- TEXT EXCERPT
════════════════════

Editor’s Note: Much has been been written about Mass Effect 3’s final moments, mostly in the form of scathing critiques and generally harsh words by those who felt slighted by it. That’s not what we’re doing here. Sherry has stepped up and placed the crosshairs firmly on her own head, as she discusses the reasons why the ending isn’t so bad after all. SPOILERS AHEAD, so enter at your own risk.
The only thing I wanted from the ending of Mass Effect 3 was for Shepard to die. It would have been a fitting end. Throughout the game, she* had emphasized how the fight for Earth would require the sacrifice of lives, so if by some miracle she had been allowed to survive the final fight, it would have been anticlimactic to me. I wanted her to go out in a blaze of glory. Apprehensive about finishing the game due to rumors of it “sucking,” I was pleasantly surprised to find out that my Shepard did, indeed, die at the end. At least they got that right!
Actually, they did more than that. To my surprise, I found that the ending was extremely satisfying for me, and was surprised at how vehemently some people felt they had been gypped. I understand their frustrations, although I still feel that most of the reactions are a bit over the top (“entitled bitchwhining” is the phrase that comes to mind). I’m not a BioWare toadie; I’ve got a few gripes** about the ending of my own, although not enough to overcome to sense of overwhelming catharsis that it elicited. However, I’d like to discuss some alternative interpretations that give the ending a different spin, and if they don’t exactly solve the choice problems, at least they present them in a different light.
As soon as that dream child showed up at the end, I immediately thought that Shepard was probably hallucinating the entire last five minutes. I wouldn’t go so far as to say she hallucinated her entire last visit to the Citadel, but I definitely think that she died right after Anderson died, and that the entire following sequence starting with Hackett telling her the Crucible wasn’t working was the hallucination of a dying mind. Or, for a more pessimistic but slightly more realistic take, she died as soon as she collapsed on that platform after being unable to figure out how to get the Crucible to fire. In the former interpretation, it is still possible to believe that the Crucible worked as planned, but in the latter, it is implied that the Crucible failed and the Earth was destroyed. But that’s pretty far-fetched for a video game, isn’t it? Maybe I had been watching too much Taxi Driver?
Apparently not. There is a theory, gaining steam on the BioWare forums, that the ending was a hallucination that shows the extent of Shepard’s Reaper indoctrination. It’s not entirely out of left field either – as previously mentioned, the end sequence has many dreamlike elements, and BioWare did initially plan an indoctrination ending that didn’t make it into the final cut of the game due to time constraints. Could some strain of it have crept into the official endings? The theory goes that two of the three possible outcomes (Control and Synthesis) suggested by the dream-child-reaper are attempts to get Shepard to do exactly what the Reapers want under the guise of saving the Earth. The final outcome, the “good” or “perfect” ending, represents Shepard breaking free of indoctrination, destroying the Reapers, and possibly surviving the conflict.

════════════════════

- INPUT DATA
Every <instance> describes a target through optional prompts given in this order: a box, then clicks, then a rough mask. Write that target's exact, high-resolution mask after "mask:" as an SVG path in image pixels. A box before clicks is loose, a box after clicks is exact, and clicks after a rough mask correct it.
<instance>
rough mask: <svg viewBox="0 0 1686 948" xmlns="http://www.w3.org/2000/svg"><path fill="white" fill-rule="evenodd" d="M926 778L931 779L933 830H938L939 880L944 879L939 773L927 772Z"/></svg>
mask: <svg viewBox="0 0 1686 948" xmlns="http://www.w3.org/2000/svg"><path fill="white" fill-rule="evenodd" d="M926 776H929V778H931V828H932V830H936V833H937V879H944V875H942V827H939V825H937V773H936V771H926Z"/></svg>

════════════════════

- INSTRUCTION 1
In the Mass Effect 3 article, what kept BioWare's planned indoctrination ending out of the final cut of the game?
- INSTRUCTION 2
Repeat, word for word, the stretch of the Mass Effect 3 article from "Actually, they did" through "a different light.".
The material above has no connection to the Mass Effect 3 article.

- EXERCISE RESULT 1
Time constraints.

- EXERCISE RESULT 2
Actually, they did more than that. To my surprise, I found that the ending was extremely satisfying for me, and was surprised at how vehemently some people felt they had been gypped. I understand their frustrations, although I still feel that most of the reactions are a bit over the top (“entitled bitchwhining” is the phrase that comes to mind). I’m not a BioWare toadie; I’ve got a few gripes** about the ending of my own, although not enough to overcome to sense of overwhelming catharsis that it elicited. However, I’d like to discuss some alternative interpretations that give the ending a different spin, and if they don’t exactly solve the choice problems, at least they present them in a different light.